[[ Exercise data open ]]
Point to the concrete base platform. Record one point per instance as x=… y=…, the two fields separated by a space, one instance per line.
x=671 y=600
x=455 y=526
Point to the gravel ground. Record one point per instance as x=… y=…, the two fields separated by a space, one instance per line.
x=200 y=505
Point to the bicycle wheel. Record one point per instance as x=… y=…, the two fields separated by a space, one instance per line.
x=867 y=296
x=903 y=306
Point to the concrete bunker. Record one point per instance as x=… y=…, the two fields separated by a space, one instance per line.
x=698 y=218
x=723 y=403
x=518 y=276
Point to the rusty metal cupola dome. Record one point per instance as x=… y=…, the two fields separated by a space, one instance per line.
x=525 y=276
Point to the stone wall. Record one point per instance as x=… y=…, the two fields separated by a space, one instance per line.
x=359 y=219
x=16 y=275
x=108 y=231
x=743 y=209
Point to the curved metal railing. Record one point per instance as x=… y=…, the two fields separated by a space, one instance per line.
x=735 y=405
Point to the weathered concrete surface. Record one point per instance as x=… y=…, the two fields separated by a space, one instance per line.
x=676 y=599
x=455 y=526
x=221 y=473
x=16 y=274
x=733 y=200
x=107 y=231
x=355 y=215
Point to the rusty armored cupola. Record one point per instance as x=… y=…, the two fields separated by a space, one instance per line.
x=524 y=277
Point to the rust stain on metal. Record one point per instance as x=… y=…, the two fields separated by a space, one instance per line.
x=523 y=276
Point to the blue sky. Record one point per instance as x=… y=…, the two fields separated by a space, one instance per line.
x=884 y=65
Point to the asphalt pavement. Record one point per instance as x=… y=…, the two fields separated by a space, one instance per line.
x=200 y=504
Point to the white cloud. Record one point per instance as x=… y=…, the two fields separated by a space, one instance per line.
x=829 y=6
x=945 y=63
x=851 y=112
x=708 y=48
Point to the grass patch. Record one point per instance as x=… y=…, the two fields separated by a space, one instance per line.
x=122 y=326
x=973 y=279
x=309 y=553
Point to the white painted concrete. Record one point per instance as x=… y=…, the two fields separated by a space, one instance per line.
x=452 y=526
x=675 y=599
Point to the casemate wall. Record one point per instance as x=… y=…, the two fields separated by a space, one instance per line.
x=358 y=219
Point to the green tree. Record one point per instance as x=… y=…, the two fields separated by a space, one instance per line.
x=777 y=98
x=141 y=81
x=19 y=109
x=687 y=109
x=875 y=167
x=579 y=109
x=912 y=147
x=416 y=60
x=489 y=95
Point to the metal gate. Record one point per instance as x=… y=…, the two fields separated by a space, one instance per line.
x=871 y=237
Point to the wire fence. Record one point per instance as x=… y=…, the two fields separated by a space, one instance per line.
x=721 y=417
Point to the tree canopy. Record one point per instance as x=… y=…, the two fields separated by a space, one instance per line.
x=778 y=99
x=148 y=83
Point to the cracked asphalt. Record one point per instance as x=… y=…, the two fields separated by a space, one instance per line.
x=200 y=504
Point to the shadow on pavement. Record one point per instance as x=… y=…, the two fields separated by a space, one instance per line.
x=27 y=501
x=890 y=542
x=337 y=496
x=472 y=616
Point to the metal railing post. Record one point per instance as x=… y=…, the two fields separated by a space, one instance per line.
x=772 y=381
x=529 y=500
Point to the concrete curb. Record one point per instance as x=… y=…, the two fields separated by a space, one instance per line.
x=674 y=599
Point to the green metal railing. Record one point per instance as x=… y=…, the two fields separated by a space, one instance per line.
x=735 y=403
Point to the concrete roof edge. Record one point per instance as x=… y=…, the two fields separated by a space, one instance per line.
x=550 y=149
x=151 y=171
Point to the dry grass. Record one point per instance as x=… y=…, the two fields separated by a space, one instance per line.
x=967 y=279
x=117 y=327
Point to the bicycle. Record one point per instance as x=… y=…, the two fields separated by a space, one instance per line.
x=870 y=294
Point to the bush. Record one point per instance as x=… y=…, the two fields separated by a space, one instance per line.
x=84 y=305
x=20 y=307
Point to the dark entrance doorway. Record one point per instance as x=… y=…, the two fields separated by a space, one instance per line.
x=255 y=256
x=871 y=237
[[ Exercise data closed ]]
* [What is expected]: Starting from the line that contains "Point to the metal railing", reproduce each line of the data exactly through the last one.

* [Task answer]:
Point to the metal railing post. Record one point per instance as x=… y=…, the two fields separated by a space, one instance per line.
x=772 y=381
x=529 y=500
Point to the concrete curb. Record one point per instance as x=… y=…, the two fields separated by a space, one instance per line.
x=674 y=599
Point to the green metal railing. Record one point per instance as x=… y=…, the two fields separated by a space, one instance per line.
x=735 y=403
Point to the concrete roof edge. Record one point per instance as x=… y=…, the two fields separated by a space, one instance per line.
x=550 y=149
x=151 y=171
Point to the dry grass. Record one point per instance as x=… y=…, the two fields separated by a space, one instance per line.
x=967 y=279
x=117 y=327
Point to the bicycle. Record one point per instance as x=… y=…, the two fields separated by a space, one instance per line.
x=870 y=294
Point to the bush. Record one point per instance as x=… y=…, the two fields separated by a space, one instance per line.
x=84 y=305
x=20 y=307
Point to the dark entrance doorway. Record one point per instance as x=… y=…, the two fields separated by a space, one instance per line.
x=255 y=256
x=871 y=237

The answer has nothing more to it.